Location identification entries:
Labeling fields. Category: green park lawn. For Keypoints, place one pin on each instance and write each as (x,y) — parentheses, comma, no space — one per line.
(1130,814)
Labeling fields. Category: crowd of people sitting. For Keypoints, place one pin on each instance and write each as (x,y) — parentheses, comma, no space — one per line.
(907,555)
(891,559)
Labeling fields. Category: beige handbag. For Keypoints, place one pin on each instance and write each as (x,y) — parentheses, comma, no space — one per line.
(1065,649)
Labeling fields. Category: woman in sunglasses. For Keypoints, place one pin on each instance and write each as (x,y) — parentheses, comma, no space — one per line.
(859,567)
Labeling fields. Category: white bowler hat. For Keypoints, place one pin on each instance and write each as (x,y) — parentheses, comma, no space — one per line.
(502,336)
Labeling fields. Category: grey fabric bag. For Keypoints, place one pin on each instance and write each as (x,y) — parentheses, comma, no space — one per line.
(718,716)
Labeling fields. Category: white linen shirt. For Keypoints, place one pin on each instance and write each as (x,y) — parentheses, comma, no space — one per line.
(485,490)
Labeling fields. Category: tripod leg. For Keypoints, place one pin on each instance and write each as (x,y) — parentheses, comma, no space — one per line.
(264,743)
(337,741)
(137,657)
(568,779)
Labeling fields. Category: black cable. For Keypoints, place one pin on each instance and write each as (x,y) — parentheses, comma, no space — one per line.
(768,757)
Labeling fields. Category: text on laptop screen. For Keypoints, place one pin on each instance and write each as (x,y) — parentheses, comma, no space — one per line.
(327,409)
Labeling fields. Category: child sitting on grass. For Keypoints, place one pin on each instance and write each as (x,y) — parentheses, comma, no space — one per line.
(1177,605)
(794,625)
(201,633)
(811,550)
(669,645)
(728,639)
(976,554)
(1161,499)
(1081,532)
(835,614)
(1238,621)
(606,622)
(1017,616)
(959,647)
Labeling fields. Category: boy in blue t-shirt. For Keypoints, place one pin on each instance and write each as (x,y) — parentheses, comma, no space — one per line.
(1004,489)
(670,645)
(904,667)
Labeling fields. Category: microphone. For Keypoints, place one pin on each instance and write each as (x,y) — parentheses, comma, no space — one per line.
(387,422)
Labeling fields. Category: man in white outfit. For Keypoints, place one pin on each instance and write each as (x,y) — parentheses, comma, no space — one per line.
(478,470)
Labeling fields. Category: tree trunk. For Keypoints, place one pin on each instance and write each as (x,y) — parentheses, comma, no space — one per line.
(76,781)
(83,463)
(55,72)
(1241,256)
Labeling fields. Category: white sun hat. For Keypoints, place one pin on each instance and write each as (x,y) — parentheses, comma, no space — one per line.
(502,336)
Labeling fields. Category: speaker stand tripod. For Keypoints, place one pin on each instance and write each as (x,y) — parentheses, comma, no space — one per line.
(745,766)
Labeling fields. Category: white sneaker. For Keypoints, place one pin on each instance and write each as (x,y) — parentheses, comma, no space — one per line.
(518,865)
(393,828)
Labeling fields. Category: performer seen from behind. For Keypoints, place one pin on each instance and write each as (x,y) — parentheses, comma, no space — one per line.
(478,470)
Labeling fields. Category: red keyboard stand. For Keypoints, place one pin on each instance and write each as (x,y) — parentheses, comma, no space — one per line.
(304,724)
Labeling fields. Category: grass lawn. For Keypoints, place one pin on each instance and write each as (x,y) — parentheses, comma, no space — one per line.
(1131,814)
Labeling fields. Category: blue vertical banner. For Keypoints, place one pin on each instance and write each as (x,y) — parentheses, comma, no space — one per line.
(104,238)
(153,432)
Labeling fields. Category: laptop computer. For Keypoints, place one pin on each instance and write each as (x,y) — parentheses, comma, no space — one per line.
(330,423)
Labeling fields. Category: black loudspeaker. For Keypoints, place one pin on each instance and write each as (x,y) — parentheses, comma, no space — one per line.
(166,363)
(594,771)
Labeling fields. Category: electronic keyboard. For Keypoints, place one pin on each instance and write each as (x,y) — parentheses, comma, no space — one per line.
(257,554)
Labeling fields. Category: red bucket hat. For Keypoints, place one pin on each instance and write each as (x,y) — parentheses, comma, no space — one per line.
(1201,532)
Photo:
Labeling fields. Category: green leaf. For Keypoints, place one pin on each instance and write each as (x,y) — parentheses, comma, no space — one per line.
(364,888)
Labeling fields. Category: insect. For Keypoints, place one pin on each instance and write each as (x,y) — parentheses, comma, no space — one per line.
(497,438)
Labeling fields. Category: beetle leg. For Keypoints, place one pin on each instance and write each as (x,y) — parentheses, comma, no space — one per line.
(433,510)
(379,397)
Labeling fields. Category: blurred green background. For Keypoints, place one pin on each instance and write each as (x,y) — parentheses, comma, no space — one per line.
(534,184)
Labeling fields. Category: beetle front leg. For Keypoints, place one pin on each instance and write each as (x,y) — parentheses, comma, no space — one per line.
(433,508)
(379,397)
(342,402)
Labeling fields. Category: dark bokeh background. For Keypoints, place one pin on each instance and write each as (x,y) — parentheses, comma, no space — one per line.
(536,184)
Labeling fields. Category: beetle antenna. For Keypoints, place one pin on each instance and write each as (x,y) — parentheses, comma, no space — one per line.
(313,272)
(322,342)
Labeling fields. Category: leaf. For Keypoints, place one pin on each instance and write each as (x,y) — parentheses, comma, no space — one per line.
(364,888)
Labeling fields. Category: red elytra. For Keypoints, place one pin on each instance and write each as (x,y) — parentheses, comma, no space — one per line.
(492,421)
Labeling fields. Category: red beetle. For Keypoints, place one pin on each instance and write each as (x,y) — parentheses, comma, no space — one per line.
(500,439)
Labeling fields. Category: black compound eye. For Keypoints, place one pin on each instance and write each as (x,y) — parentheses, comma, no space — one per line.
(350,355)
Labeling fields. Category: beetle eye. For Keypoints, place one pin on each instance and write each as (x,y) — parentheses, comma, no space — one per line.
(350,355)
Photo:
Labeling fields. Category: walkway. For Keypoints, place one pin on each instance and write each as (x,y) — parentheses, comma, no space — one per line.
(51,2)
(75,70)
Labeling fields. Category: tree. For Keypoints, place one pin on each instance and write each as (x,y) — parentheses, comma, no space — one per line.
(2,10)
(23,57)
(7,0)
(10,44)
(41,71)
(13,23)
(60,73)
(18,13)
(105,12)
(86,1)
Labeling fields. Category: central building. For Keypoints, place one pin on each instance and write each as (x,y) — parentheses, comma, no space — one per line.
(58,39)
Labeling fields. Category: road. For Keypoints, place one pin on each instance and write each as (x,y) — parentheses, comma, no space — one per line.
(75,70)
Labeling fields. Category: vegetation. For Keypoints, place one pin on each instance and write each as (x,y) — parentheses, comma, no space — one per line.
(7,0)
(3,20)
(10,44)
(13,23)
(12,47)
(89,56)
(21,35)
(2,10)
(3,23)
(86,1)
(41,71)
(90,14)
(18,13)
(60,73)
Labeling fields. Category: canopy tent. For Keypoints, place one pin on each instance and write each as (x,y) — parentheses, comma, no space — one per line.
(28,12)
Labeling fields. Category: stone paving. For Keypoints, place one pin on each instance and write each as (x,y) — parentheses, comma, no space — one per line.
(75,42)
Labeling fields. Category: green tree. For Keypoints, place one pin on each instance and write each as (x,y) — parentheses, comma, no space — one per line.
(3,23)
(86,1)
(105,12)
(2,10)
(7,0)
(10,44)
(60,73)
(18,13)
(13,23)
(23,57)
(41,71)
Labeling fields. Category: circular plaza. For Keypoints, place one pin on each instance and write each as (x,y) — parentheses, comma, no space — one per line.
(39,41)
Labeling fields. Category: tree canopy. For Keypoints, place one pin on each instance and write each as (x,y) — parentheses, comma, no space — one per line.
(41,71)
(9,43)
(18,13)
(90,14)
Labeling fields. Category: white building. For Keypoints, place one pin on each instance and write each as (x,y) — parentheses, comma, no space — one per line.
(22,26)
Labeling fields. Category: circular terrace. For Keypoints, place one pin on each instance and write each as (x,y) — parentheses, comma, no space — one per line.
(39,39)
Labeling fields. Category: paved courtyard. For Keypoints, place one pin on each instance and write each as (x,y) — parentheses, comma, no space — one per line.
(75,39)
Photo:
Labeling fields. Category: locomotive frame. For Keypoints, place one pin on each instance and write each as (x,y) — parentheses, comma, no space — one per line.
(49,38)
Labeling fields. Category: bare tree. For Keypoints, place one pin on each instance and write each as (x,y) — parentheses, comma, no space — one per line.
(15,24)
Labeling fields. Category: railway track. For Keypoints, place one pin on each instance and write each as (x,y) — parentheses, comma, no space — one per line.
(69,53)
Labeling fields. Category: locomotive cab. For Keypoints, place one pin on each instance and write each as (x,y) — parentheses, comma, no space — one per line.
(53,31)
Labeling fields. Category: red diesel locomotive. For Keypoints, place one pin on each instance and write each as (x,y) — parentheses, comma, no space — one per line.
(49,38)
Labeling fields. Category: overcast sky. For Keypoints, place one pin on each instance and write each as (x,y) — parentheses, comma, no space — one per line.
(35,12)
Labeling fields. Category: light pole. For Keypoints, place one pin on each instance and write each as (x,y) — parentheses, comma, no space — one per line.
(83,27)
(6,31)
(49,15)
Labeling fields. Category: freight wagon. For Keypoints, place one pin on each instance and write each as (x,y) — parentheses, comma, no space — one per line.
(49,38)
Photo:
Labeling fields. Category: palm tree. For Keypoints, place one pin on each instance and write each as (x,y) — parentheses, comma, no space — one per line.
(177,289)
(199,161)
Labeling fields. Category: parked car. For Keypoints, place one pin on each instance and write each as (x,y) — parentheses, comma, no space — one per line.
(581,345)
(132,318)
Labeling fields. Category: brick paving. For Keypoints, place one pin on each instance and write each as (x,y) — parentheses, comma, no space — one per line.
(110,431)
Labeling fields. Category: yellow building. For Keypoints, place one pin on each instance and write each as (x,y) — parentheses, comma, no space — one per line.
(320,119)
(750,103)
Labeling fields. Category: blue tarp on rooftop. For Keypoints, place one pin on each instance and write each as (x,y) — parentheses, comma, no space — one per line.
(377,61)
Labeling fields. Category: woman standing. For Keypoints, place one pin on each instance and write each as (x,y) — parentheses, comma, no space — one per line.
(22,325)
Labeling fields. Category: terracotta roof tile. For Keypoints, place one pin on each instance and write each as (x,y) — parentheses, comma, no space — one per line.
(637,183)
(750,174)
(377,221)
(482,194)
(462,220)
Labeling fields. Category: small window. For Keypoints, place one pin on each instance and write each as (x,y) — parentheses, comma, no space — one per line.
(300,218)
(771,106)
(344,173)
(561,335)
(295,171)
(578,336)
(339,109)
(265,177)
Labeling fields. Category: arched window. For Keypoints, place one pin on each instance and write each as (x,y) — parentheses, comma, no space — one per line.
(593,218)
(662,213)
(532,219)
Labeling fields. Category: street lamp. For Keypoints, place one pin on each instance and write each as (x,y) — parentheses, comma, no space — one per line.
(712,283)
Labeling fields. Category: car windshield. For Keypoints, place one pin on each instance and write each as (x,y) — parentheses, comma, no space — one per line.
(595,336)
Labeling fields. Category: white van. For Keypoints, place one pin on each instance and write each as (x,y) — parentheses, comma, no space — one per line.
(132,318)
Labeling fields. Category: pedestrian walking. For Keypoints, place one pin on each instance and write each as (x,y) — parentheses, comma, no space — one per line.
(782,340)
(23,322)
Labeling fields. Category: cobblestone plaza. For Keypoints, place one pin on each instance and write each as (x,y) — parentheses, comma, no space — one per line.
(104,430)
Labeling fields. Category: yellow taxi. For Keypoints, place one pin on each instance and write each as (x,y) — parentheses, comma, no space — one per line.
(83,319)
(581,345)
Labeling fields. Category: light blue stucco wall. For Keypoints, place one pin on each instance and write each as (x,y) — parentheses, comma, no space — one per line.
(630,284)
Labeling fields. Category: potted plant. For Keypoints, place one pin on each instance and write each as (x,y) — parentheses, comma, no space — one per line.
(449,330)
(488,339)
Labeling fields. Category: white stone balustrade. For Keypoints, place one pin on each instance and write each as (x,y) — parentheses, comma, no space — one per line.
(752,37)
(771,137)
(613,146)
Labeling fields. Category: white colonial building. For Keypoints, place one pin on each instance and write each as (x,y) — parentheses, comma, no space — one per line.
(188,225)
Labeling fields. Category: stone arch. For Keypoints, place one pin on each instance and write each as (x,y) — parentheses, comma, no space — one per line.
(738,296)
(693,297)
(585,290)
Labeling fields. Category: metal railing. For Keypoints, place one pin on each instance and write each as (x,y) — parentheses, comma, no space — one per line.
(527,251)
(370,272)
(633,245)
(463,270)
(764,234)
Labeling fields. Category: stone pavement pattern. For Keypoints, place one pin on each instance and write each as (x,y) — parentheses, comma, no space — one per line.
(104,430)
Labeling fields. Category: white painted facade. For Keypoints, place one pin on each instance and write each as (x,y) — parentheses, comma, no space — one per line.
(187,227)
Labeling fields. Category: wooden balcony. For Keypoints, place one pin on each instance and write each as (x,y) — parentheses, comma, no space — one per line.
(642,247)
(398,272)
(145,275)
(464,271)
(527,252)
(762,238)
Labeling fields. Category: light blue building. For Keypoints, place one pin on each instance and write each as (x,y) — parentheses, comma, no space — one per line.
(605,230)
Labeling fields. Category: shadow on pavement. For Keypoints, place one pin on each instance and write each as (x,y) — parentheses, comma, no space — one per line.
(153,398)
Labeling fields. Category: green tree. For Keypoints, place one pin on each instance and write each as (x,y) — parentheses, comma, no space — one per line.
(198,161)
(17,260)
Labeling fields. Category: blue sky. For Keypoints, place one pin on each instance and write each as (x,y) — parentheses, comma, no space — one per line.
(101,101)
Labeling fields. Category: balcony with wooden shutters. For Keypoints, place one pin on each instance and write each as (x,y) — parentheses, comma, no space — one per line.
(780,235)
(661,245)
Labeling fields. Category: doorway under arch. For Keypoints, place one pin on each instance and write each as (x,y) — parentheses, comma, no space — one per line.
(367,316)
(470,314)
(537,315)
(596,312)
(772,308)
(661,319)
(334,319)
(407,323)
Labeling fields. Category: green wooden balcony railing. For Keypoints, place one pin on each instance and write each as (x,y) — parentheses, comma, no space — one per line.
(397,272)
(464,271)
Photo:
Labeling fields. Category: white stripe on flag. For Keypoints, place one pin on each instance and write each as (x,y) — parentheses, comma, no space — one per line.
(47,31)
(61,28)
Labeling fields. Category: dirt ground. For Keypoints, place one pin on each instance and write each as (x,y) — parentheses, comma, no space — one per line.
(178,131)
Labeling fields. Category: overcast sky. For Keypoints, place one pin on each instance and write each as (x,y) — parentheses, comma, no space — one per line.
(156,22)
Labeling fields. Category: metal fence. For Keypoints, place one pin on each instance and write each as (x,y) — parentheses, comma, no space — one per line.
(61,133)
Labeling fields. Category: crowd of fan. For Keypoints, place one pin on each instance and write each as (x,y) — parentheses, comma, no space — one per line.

** EXERCISE PROMPT **
Give again, word for word, every line from the one holding "Labeling fields. Category: dirt" to the end of the data.

** TASK OUTPUT **
Labeling fields. Category: dirt ground. For Keypoints, place one pin on each instance and write each as (x,y) — parentheses, comma, no space — one per line.
(178,131)
Labeling fields. Category: overcast sky. For Keypoints, place one pin on each instance and write each as (x,y) — parentheses, comma, no space — one per line.
(156,22)
Labeling fields. Category: metal fence. For Keypoints, place one pin on each instance and write each as (x,y) — parentheses, comma, no space — one per line.
(61,133)
Labeling fields. Category: crowd of fan. For Keypoints, place one pin on each instance and write each as (x,y) — parentheses, comma, no space — one per line.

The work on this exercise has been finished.